DATA SUPPLIED:
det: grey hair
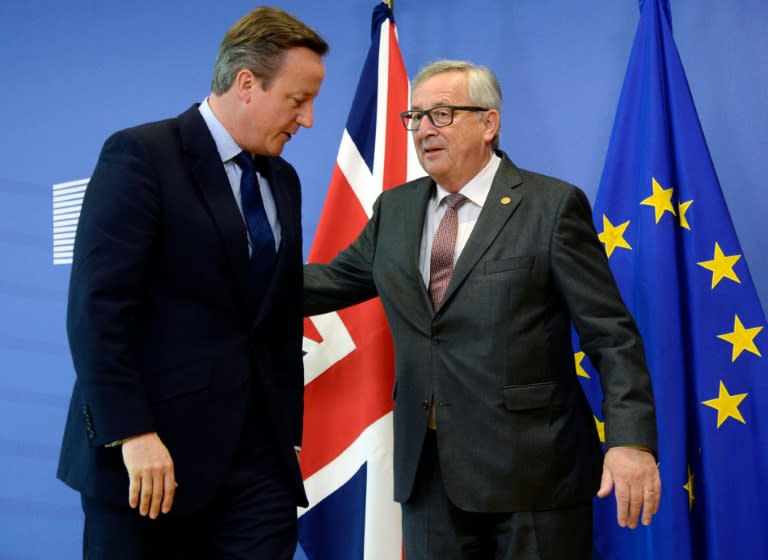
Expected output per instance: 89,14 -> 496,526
211,6 -> 328,95
411,60 -> 501,150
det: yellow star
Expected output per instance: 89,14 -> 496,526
640,178 -> 675,224
592,414 -> 605,443
696,242 -> 741,290
573,352 -> 589,379
701,381 -> 747,429
677,200 -> 693,231
717,315 -> 763,362
597,214 -> 632,259
683,465 -> 696,511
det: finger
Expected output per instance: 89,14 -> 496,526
616,483 -> 629,527
642,479 -> 661,526
641,489 -> 658,527
128,472 -> 141,509
139,472 -> 152,515
162,471 -> 178,513
627,485 -> 645,529
149,472 -> 165,519
597,469 -> 613,498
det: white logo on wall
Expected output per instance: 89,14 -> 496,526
53,179 -> 88,264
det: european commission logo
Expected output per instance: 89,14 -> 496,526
53,179 -> 89,264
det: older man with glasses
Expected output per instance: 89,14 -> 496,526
304,60 -> 661,560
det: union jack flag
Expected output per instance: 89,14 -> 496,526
299,3 -> 423,560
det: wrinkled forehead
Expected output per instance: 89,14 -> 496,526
411,71 -> 469,109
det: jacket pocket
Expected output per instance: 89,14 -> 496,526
484,255 -> 536,274
504,381 -> 557,411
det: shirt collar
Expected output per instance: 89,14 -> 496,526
435,153 -> 501,208
199,97 -> 243,163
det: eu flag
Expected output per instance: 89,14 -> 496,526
576,0 -> 768,560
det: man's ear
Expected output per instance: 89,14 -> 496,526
234,68 -> 261,101
483,109 -> 501,142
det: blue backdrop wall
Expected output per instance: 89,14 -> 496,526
0,0 -> 768,560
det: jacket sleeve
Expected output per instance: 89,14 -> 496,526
67,131 -> 159,446
551,187 -> 657,453
304,196 -> 381,316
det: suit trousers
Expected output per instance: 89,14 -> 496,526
402,430 -> 592,560
81,396 -> 297,560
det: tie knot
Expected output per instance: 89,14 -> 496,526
234,152 -> 253,171
445,193 -> 467,210
233,152 -> 267,178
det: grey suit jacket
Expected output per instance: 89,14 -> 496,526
304,153 -> 657,512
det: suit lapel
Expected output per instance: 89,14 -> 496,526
441,154 -> 523,307
399,177 -> 435,320
178,105 -> 250,310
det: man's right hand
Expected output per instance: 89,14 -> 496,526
122,432 -> 178,519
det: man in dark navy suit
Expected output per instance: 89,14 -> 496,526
58,8 -> 328,560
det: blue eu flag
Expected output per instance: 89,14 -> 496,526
576,0 -> 768,560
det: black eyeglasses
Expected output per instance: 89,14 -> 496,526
400,105 -> 488,130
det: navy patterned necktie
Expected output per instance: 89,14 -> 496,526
235,152 -> 277,302
429,193 -> 467,310
235,152 -> 276,260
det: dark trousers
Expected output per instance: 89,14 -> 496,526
402,430 -> 592,560
81,402 -> 297,560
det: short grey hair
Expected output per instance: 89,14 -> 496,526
211,6 -> 328,95
411,60 -> 501,150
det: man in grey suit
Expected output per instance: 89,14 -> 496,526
304,61 -> 661,560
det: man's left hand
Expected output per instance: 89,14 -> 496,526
597,447 -> 661,529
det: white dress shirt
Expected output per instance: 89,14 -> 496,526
419,154 -> 501,287
199,97 -> 281,255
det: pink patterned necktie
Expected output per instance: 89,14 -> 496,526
429,193 -> 467,310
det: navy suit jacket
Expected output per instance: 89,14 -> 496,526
304,153 -> 657,512
58,106 -> 306,513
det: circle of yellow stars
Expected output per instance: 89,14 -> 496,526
588,177 -> 763,511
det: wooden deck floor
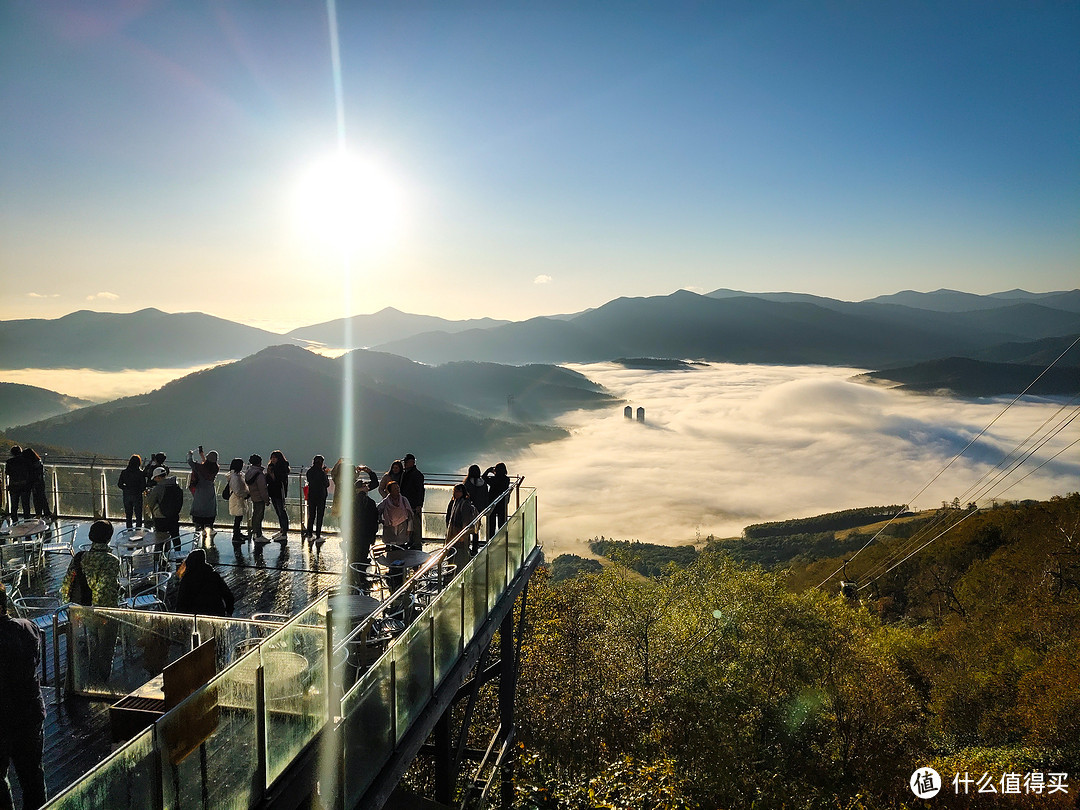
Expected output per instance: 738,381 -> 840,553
9,523 -> 365,807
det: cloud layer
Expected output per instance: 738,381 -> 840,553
510,364 -> 1080,554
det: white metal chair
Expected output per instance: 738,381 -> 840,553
120,571 -> 173,612
42,523 -> 79,556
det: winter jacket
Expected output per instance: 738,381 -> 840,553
176,549 -> 233,616
143,475 -> 184,517
117,467 -> 146,495
401,467 -> 423,512
244,464 -> 270,503
307,467 -> 330,501
188,458 -> 218,519
267,461 -> 292,499
229,470 -> 247,517
60,543 -> 120,607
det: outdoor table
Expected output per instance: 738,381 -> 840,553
8,521 -> 49,539
375,549 -> 431,568
233,650 -> 309,700
329,593 -> 382,625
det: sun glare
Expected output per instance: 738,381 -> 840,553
294,151 -> 404,254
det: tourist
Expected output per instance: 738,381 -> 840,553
379,481 -> 413,546
346,464 -> 379,565
117,454 -> 146,529
226,458 -> 247,545
176,549 -> 233,616
0,584 -> 46,809
446,484 -> 478,566
244,453 -> 270,545
143,451 -> 172,489
379,459 -> 405,498
267,450 -> 291,544
461,464 -> 490,512
303,456 -> 330,543
60,520 -> 120,686
23,447 -> 51,519
188,445 -> 221,540
484,461 -> 510,540
401,453 -> 424,551
143,467 -> 184,551
4,444 -> 30,521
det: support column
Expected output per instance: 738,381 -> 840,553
499,610 -> 517,810
433,704 -> 457,805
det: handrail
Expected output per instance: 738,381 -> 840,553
334,475 -> 525,653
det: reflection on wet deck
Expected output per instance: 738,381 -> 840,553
10,522 -> 343,807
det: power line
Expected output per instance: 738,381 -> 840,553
818,335 -> 1080,588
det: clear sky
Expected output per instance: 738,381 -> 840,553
0,0 -> 1080,329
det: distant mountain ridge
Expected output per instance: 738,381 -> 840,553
375,291 -> 1080,368
286,307 -> 510,349
0,382 -> 93,430
8,346 -> 612,469
0,308 -> 302,372
856,357 -> 1080,396
0,289 -> 1080,370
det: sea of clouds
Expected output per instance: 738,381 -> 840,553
508,363 -> 1080,557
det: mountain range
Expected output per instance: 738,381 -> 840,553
6,345 -> 615,469
0,382 -> 91,430
0,289 -> 1080,370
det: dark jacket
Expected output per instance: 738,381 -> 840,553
4,456 -> 30,491
462,477 -> 491,512
176,549 -> 233,616
0,616 -> 45,725
308,467 -> 330,501
401,467 -> 423,514
446,498 -> 477,538
267,461 -> 292,501
117,467 -> 146,495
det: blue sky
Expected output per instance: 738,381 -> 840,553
0,0 -> 1080,328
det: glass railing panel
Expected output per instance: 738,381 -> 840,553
259,596 -> 329,784
459,544 -> 490,638
507,510 -> 525,579
522,491 -> 537,556
341,656 -> 397,807
431,576 -> 464,687
391,612 -> 434,741
68,605 -> 194,698
39,728 -> 159,810
195,616 -> 270,672
487,533 -> 508,610
157,651 -> 259,809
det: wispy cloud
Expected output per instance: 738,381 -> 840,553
508,364 -> 1080,555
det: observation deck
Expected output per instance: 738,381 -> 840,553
0,465 -> 542,810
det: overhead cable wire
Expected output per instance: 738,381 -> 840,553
859,397 -> 1080,590
818,335 -> 1080,588
863,394 -> 1080,581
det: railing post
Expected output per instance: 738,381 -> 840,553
52,467 -> 60,517
255,665 -> 269,801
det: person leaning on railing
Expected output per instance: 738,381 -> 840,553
60,521 -> 120,684
0,584 -> 46,808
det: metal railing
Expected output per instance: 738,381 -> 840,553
39,480 -> 537,810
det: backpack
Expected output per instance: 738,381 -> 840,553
161,483 -> 184,517
68,551 -> 94,605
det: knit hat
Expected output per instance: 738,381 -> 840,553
90,521 -> 112,543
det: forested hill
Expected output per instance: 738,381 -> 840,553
518,494 -> 1080,810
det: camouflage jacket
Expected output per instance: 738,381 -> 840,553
60,543 -> 120,607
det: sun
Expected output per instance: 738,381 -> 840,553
293,150 -> 405,255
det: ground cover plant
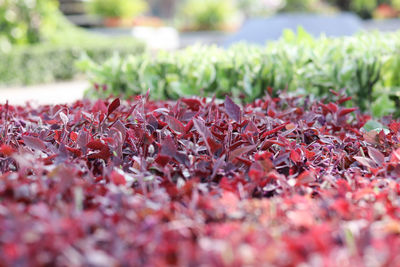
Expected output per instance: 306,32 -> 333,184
80,29 -> 400,117
0,92 -> 400,266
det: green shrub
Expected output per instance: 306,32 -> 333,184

EXERCISE REQUIREMENTS:
Reproduce the material verbatim, starting with the line containing "det: finger" and continuing through the line containing "53,179 -> 88,264", both included.

THE ANSWER:
det: finger
Expected output per instance: 89,14 -> 496,526
616,483 -> 629,527
642,479 -> 661,526
641,489 -> 658,527
128,472 -> 141,509
139,472 -> 152,515
162,471 -> 178,513
627,485 -> 645,529
149,472 -> 165,519
597,469 -> 613,498
det: white logo on wall
Expected output per instance: 89,14 -> 496,526
53,179 -> 88,264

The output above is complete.